#### [WHAT NEEDS TO BE DONE]
The whole of the data is to be duplicated precisely.

#### [DATA SHOWN]

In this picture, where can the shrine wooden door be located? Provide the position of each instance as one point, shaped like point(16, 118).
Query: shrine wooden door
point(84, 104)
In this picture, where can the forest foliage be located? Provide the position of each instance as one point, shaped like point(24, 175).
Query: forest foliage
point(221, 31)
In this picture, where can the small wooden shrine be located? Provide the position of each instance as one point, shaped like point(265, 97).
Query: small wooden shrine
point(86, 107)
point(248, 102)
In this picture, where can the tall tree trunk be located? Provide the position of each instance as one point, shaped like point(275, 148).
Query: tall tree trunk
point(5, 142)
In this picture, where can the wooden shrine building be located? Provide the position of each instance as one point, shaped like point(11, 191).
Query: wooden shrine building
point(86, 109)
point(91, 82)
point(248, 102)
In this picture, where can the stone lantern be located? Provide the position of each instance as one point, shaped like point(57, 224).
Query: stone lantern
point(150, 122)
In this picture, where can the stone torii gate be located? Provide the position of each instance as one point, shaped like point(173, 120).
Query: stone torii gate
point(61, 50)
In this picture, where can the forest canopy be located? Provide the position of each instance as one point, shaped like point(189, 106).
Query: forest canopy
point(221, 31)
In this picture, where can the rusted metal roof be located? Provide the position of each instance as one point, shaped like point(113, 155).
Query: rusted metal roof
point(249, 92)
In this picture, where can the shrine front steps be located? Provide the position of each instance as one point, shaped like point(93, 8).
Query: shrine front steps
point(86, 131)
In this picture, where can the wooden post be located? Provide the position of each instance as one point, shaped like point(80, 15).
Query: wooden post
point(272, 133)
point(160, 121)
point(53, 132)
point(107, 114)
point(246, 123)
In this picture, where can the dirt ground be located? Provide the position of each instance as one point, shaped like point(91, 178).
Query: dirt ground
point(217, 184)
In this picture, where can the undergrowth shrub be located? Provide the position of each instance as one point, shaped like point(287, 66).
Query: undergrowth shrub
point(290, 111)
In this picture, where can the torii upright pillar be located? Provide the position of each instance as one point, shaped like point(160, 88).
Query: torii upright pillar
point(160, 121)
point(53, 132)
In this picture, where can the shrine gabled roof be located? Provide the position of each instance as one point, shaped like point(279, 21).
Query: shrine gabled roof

#### [EXPECTED OUTPUT]
In this picture, where can the shrine wooden door be located? Provide the position of each instance as one point, shaped like point(16, 118).
Query: shrine wooden door
point(84, 104)
In this picture, where can the forest foliage be located? Provide the position of each instance as one point, shaped like point(24, 175).
Query: forest foliage
point(221, 31)
In this picture, where can the small wooden shrine be located? Provide the position of each instance as one point, shaped like point(265, 97).
Query: small wooden shrine
point(86, 107)
point(248, 102)
In this picture, where can the tall tree trunk be located? Provide the position of each instance as one point, shaped like point(275, 148).
Query: tall tree trunk
point(5, 142)
In this picture, where can the wooden shrine building be located? Provide the position of each instance as one point, shaped like point(11, 191).
Query: wooden shrine building
point(86, 109)
point(91, 82)
point(248, 102)
In this picture, where can the stone lantern be located? Provide the position of each instance as one point, shaped like point(57, 224).
Query: stone lantern
point(150, 122)
In this picture, where can the stone torii gate be located? Provide the position of each instance as one point, shaped like point(173, 120).
Query: stone torii gate
point(61, 50)
In this picture, where can the forest canopy be located? Provide the position of each instance as one point, shaped like point(189, 106).
Query: forest canopy
point(221, 31)
In this picture, where can the rusted metal roof be located? Provide the position of each instance as one point, shaped like point(113, 155).
Query: rusted metal roof
point(249, 92)
In this picture, where can the shrine front steps be located? Provide the position of each instance as one point, shaped like point(93, 8).
Query: shrine front steps
point(86, 131)
In this picture, where can the wooden post be located? Provide the position of each instance as one point, shaped like point(80, 15).
Query: wooden post
point(272, 133)
point(160, 121)
point(53, 132)
point(107, 114)
point(246, 123)
In this picture, where can the dirt ground be located? Provide the position of each instance as one point, shaped like point(91, 178).
Query: dirt ground
point(217, 184)
In this picture, where can the undergrowth shrub be located? Provide the position of each instance as one point, shaped like point(287, 66).
Query: undergrowth shrub
point(290, 111)
In this picture, where can the torii upright pillar be located? Provide the position of each instance as one point, shaped like point(160, 88).
Query: torii upright pillar
point(160, 121)
point(53, 132)
In this picture, where can the shrine gabled roof be located? Provide the position of each instance as one point, shaped like point(279, 21).
Query: shrine gabled roof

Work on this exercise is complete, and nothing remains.